Items from a dataset:
━━━━━━━━━━━━━━━━━━━━

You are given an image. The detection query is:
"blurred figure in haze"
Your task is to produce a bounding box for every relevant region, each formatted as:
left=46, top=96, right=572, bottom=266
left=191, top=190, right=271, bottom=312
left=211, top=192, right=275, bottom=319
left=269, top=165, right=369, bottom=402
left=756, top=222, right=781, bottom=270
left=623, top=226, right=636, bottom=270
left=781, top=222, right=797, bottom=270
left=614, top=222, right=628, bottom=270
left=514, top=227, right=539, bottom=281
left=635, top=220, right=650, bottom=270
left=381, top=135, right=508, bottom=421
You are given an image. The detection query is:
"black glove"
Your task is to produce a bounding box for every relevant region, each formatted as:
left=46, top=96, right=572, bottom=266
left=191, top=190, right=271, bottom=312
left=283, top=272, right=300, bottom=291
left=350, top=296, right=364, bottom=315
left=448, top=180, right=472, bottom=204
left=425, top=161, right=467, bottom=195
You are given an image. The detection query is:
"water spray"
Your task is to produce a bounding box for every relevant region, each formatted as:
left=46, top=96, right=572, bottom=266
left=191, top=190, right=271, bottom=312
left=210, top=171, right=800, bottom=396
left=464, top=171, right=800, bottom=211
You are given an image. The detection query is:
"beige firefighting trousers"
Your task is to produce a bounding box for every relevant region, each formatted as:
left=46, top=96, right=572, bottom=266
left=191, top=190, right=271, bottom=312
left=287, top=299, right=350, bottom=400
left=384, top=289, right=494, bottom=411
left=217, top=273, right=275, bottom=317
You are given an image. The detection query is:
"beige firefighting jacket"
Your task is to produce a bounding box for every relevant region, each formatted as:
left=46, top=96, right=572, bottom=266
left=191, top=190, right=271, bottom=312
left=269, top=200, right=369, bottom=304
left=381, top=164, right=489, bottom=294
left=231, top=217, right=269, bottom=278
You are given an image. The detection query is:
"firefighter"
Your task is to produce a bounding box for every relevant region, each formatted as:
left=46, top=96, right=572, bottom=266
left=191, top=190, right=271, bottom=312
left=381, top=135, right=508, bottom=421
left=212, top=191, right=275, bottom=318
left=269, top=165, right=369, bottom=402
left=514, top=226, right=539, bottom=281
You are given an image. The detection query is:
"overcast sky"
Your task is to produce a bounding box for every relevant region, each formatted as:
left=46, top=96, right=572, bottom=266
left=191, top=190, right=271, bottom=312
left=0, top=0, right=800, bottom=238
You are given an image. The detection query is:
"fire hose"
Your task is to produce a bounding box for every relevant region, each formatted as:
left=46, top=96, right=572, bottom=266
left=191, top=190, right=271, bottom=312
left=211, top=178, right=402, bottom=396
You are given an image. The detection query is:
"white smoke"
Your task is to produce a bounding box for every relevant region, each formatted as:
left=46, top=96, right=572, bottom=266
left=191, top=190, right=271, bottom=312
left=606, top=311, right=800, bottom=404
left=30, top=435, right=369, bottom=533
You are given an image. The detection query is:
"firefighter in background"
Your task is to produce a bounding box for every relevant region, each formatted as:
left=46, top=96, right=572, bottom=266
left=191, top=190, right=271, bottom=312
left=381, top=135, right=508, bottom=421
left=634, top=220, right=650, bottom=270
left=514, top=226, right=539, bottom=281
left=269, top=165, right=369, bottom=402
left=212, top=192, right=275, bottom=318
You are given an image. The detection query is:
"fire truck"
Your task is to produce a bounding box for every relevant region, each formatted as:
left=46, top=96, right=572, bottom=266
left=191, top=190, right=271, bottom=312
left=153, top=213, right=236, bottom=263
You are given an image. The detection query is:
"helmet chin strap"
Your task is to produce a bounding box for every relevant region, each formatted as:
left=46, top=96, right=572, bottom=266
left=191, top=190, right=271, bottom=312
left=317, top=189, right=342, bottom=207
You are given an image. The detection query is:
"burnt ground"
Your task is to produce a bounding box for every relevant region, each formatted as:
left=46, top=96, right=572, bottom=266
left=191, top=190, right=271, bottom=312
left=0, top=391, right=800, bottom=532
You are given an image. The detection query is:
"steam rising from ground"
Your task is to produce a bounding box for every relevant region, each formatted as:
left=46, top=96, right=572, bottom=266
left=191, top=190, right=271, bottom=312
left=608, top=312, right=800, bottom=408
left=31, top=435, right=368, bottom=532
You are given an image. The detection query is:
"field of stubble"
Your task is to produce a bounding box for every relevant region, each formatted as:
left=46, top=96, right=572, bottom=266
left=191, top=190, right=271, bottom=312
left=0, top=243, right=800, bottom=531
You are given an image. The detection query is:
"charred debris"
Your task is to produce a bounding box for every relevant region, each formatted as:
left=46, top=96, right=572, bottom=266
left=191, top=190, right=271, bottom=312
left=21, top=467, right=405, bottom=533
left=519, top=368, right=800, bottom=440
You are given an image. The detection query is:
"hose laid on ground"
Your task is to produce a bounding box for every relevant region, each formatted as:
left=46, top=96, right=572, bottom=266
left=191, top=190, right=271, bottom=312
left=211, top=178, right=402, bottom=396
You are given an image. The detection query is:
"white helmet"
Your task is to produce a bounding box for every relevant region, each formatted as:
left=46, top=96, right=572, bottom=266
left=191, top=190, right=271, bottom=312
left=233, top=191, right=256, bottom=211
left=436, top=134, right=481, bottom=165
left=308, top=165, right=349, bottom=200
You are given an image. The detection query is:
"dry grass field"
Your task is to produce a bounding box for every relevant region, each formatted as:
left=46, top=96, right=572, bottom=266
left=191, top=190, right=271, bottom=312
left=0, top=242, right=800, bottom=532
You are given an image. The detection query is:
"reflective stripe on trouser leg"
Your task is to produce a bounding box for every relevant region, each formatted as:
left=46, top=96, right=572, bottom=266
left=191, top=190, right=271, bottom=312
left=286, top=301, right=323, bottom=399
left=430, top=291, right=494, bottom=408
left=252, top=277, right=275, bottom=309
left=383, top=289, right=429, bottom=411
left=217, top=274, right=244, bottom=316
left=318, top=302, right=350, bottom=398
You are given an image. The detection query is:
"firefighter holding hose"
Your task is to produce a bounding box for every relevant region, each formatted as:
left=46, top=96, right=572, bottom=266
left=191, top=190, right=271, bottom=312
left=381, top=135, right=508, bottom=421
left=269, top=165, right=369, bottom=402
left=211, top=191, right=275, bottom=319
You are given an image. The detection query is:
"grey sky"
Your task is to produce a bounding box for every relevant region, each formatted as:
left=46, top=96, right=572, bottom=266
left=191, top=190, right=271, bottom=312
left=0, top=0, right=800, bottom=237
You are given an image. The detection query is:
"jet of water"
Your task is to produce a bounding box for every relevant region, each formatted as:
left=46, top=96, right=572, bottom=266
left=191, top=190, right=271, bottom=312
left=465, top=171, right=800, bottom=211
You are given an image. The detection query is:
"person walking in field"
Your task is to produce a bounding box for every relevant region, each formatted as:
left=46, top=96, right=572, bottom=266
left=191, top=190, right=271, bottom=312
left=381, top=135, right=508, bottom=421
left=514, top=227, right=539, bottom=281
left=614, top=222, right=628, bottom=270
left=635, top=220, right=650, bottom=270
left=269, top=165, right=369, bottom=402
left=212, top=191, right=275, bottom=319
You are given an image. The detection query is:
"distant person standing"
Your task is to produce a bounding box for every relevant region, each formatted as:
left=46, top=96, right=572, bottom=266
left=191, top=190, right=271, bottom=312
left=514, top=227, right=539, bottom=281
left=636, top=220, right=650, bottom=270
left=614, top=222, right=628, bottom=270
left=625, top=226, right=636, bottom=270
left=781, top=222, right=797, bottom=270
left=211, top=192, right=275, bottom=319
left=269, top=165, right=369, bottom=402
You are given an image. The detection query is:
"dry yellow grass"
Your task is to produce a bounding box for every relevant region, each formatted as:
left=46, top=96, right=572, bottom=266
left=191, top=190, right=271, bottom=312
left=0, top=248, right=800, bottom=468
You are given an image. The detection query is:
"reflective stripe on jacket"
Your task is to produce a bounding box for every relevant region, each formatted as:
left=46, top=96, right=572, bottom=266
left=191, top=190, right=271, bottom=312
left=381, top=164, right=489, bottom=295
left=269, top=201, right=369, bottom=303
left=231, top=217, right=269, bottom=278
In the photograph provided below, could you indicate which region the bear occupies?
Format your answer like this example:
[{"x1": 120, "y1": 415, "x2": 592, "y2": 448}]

━━━━━━━━━━━━━━━━━━━━

EXERCISE OBJECTIVE
Please lay out the listing, from its first line up to and including the line with "left=464, top=171, right=800, bottom=211", as a Markdown table with the columns Row and Listing line, leaving out any blank lines.

THE OUTPUT
| Row | Listing line |
|---|---|
| 1 | You are given an image. The detection query is: |
| 2 | "blurred figure in haze" |
| 3 | Your task is to produce a bounding box for every relevant region, each formatted as: |
| 4 | left=46, top=96, right=572, bottom=266 |
| 5 | left=191, top=190, right=271, bottom=312 |
| 6 | left=211, top=192, right=275, bottom=319 |
| 7 | left=269, top=165, right=369, bottom=402 |
| 8 | left=756, top=222, right=781, bottom=270 |
| 9 | left=623, top=226, right=636, bottom=270 |
| 10 | left=781, top=222, right=797, bottom=270 |
| 11 | left=614, top=222, right=628, bottom=270 |
| 12 | left=514, top=227, right=539, bottom=281 |
| 13 | left=635, top=220, right=650, bottom=270 |
| 14 | left=381, top=135, right=508, bottom=421 |
| 15 | You are given an image. The detection query is: |
| 16 | "black glove" |
| 17 | Your task is to produce a bounding box for every relevant region, each formatted as: |
| 18 | left=46, top=96, right=572, bottom=266 |
| 19 | left=191, top=190, right=271, bottom=312 |
| 20 | left=283, top=272, right=300, bottom=291 |
| 21 | left=350, top=296, right=364, bottom=315 |
| 22 | left=448, top=180, right=472, bottom=204 |
| 23 | left=425, top=161, right=467, bottom=195 |
| 24 | You are given an image. The detection query is: |
| 25 | "water spray" |
| 26 | Your task is to produce a bounding box for every relevant region, each formatted as: |
| 27 | left=46, top=96, right=572, bottom=266 |
| 28 | left=191, top=190, right=271, bottom=312 |
| 29 | left=210, top=171, right=800, bottom=396 |
| 30 | left=464, top=171, right=800, bottom=211 |